How many lines in the items below contain the word "white"? Case counts, so give only the number of lines where it matches in capitalization too.

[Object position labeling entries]
=-=-=

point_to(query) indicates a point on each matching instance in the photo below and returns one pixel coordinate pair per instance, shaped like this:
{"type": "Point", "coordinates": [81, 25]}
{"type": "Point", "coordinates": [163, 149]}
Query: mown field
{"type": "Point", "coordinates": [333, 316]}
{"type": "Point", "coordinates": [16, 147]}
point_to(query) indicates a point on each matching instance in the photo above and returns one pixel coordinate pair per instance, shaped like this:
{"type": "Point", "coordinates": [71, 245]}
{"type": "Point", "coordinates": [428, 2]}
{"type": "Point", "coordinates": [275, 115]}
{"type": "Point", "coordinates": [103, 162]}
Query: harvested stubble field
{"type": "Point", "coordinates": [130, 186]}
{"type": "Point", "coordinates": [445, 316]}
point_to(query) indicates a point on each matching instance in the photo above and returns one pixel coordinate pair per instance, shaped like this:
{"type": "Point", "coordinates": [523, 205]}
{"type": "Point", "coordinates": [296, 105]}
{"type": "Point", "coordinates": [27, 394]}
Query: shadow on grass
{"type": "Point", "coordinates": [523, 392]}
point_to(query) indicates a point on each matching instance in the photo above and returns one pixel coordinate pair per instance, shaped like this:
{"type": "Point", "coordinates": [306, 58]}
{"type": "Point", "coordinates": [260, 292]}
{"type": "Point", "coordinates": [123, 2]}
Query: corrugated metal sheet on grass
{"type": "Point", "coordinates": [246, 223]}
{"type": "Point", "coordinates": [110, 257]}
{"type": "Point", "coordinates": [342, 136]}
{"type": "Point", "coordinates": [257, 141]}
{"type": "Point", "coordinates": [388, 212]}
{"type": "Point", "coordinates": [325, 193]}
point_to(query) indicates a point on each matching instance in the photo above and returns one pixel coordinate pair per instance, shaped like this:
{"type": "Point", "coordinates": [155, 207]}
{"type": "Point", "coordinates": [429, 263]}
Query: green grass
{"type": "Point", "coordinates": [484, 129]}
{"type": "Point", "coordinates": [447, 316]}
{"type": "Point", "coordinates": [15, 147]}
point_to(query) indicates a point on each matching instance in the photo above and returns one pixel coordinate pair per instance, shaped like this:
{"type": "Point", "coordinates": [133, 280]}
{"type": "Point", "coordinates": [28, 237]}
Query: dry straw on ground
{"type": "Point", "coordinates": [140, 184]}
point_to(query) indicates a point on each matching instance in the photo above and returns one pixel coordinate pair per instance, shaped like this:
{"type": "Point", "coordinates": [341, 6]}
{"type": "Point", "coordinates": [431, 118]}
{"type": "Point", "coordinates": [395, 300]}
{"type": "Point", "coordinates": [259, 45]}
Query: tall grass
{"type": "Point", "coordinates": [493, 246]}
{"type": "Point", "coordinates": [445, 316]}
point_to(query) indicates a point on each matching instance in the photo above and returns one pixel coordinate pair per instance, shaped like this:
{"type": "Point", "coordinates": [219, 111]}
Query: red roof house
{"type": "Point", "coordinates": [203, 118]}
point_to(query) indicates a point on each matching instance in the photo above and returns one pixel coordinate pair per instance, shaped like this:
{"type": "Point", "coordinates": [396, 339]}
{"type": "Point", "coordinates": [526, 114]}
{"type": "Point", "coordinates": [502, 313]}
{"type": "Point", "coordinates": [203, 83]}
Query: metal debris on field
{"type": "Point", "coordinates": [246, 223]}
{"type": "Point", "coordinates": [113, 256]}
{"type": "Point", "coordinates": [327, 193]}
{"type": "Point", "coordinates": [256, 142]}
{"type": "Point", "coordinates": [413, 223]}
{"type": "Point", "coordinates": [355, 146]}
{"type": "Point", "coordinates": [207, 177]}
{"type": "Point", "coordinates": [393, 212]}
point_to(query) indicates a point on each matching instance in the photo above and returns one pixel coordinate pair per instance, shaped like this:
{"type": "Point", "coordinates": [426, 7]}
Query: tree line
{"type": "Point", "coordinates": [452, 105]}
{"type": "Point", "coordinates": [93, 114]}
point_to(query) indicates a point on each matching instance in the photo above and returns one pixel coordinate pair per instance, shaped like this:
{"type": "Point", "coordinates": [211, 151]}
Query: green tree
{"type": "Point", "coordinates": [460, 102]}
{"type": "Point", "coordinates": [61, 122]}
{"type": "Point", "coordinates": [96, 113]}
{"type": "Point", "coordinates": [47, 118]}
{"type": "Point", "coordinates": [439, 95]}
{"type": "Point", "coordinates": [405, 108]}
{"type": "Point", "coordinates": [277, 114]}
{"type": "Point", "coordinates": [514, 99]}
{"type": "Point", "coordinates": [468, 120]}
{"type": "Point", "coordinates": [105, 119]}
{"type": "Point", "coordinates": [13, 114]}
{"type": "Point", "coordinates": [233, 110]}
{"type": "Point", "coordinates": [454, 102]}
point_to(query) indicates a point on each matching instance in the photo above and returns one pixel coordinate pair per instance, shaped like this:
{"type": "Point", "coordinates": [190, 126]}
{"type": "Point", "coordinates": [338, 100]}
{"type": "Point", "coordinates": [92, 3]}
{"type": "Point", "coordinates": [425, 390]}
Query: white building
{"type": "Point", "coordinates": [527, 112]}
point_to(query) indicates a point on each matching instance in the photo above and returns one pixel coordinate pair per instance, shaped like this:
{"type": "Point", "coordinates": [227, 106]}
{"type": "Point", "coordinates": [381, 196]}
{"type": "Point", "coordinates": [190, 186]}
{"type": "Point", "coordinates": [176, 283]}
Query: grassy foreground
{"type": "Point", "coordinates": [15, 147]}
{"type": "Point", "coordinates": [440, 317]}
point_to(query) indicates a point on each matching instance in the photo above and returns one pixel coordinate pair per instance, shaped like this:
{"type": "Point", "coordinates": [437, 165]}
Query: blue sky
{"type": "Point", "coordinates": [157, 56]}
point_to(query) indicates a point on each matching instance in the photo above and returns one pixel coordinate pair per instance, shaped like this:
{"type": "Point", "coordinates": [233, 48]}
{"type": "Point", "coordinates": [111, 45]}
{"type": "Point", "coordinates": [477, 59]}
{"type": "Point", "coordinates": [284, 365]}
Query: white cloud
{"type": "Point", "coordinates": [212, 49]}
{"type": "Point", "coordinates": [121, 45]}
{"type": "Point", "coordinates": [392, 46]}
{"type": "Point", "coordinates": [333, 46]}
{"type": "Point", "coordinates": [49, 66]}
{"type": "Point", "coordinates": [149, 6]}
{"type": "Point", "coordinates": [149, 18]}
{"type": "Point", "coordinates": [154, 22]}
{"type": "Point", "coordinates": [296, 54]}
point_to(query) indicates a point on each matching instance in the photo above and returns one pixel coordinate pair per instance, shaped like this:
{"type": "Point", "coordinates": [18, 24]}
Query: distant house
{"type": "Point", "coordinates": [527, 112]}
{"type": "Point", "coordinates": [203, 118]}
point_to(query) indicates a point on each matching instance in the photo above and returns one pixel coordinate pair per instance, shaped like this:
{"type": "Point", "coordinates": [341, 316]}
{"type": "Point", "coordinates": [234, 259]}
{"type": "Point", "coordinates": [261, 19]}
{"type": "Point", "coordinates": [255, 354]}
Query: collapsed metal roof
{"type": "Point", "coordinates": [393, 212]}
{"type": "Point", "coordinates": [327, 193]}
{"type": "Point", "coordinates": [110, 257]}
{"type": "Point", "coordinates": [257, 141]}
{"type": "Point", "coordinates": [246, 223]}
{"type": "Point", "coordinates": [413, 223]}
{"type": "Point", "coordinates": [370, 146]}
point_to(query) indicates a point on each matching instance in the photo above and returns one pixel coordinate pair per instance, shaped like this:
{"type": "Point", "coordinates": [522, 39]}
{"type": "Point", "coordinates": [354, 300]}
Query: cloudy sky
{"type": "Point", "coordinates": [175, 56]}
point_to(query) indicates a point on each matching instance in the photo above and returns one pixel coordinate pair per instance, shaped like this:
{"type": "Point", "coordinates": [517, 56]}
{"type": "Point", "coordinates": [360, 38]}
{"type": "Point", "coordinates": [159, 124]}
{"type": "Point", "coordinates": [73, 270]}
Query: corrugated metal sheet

=-=-=

__Result__: 2